== DATA ENTRIES

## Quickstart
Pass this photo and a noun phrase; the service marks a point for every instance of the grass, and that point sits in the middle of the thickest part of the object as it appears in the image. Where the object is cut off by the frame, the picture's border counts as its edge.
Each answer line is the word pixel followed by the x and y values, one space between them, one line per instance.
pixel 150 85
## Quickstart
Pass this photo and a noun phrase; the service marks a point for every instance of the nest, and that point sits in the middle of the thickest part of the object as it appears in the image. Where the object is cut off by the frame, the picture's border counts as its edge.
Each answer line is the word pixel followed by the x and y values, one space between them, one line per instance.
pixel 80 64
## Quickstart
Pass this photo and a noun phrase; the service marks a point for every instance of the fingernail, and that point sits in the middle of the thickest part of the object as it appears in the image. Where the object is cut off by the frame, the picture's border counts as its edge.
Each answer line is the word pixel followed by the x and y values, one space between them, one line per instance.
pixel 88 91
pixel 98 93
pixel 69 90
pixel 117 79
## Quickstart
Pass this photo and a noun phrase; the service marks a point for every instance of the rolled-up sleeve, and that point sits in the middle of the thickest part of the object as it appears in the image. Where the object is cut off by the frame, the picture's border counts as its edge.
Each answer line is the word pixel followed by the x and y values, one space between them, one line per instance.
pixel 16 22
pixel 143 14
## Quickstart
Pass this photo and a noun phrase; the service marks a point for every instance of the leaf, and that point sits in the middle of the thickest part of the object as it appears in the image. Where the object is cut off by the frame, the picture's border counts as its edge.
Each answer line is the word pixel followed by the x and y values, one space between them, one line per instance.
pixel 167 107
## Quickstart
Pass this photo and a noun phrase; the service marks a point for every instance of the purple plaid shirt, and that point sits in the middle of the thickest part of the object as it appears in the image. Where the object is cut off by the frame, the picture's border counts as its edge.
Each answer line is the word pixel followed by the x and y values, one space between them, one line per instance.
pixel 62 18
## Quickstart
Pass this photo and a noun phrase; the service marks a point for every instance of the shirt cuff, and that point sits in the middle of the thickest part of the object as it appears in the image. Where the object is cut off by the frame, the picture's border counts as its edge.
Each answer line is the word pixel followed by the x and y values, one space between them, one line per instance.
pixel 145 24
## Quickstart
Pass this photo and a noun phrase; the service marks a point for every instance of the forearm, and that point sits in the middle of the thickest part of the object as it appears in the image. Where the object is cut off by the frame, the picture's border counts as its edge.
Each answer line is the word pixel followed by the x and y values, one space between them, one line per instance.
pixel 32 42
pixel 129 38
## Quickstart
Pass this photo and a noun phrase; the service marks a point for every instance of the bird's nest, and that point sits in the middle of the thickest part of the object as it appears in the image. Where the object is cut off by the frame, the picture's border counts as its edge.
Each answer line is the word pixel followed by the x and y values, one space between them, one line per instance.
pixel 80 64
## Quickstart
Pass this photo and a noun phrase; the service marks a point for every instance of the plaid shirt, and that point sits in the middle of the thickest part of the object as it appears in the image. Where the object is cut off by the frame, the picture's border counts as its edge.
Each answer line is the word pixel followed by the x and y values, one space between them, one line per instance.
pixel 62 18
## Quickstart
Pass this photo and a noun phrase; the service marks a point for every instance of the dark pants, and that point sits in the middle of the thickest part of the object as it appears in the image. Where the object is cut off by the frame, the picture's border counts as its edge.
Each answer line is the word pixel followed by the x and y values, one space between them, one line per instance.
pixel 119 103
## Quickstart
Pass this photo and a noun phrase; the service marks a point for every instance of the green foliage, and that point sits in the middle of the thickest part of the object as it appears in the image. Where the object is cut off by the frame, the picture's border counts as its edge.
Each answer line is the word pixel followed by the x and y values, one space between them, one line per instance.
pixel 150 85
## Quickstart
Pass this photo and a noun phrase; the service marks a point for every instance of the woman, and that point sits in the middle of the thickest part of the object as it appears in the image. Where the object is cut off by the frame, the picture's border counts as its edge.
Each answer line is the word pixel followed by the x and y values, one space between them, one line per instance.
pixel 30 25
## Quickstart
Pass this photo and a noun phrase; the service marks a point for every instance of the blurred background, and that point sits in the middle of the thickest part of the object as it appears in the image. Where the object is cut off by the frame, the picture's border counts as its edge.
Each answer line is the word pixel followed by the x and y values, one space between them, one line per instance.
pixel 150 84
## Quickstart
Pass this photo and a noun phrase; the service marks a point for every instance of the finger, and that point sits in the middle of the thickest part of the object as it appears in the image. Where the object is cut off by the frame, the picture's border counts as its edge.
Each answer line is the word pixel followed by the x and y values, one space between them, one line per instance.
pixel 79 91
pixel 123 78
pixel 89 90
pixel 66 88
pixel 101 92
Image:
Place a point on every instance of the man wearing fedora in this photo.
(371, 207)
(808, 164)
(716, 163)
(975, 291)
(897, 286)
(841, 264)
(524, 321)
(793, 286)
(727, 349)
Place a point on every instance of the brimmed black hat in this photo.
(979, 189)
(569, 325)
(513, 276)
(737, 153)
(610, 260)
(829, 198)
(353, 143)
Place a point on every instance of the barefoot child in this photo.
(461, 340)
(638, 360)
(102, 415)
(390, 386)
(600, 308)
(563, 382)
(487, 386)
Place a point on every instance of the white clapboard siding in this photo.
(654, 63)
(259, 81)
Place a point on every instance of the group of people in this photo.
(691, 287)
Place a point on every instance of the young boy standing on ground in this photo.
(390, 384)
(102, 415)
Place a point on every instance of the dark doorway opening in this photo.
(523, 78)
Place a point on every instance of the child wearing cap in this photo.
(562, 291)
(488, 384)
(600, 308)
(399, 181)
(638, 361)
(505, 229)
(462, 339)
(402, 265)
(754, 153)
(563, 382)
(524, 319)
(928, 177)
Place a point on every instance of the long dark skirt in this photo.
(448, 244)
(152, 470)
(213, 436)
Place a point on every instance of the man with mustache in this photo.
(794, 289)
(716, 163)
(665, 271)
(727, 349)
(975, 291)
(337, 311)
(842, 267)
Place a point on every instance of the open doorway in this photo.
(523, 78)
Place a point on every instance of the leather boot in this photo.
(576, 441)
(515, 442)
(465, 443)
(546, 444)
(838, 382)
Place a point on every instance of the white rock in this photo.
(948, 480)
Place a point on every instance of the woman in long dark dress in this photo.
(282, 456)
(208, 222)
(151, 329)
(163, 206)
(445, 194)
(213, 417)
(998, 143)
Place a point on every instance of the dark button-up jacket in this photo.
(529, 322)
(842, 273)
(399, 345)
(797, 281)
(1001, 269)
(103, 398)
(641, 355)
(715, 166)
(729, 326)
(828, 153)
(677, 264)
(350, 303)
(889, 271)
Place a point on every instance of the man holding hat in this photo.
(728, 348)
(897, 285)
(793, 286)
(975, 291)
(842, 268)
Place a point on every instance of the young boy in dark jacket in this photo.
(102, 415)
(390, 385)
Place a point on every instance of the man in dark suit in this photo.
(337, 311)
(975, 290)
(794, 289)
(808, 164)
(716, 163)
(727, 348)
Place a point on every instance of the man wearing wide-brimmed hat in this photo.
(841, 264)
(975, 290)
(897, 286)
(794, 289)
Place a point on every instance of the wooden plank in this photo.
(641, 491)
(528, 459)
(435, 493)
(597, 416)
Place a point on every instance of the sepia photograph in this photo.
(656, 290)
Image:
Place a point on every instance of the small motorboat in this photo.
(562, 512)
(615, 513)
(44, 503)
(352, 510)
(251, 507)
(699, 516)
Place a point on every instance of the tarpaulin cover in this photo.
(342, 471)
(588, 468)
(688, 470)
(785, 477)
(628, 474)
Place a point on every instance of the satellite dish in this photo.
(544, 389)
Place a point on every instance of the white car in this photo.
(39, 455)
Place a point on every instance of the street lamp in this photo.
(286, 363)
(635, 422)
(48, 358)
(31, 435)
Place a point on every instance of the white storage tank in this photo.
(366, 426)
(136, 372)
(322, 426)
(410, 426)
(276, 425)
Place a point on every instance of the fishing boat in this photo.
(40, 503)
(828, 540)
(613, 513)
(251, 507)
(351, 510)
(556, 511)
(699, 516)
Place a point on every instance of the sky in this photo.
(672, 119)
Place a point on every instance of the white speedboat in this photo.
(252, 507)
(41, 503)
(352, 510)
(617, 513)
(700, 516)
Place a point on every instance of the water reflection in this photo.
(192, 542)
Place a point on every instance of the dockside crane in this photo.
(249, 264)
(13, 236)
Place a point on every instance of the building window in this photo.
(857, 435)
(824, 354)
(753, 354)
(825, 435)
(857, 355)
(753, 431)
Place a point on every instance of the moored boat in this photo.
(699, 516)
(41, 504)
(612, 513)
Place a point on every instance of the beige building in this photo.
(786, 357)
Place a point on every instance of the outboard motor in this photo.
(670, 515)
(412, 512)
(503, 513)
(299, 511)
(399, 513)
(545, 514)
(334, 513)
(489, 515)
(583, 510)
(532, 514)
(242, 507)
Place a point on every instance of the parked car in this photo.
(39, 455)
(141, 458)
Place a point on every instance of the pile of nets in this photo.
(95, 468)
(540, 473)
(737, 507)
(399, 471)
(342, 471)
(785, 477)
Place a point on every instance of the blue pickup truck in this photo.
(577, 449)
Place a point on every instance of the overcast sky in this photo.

====

REQUIRED TASK -
Retype exactly the lines from the one containing "Place a point on every instance of the moored" through the last line of the records above, including both.

OUTPUT BELOW -
Place a point on every instance of the moored boat in this photo.
(699, 516)
(41, 504)
(612, 513)
Place a point on every instance of the beige building in this photo.
(786, 357)
Place a point on every instance of the outboard motor in this photo.
(670, 515)
(412, 512)
(503, 513)
(299, 511)
(399, 513)
(545, 514)
(334, 513)
(489, 515)
(583, 510)
(532, 514)
(242, 507)
Place a point on every instance of the parked car in this photo.
(39, 455)
(141, 458)
Place a point on every instance of the pile of nets in this photo.
(95, 468)
(540, 473)
(737, 507)
(399, 471)
(342, 471)
(785, 477)
Place a point on every instance of the blue pickup truck in this photo.
(577, 449)
Place a point on every instance of the overcast sky in this photo.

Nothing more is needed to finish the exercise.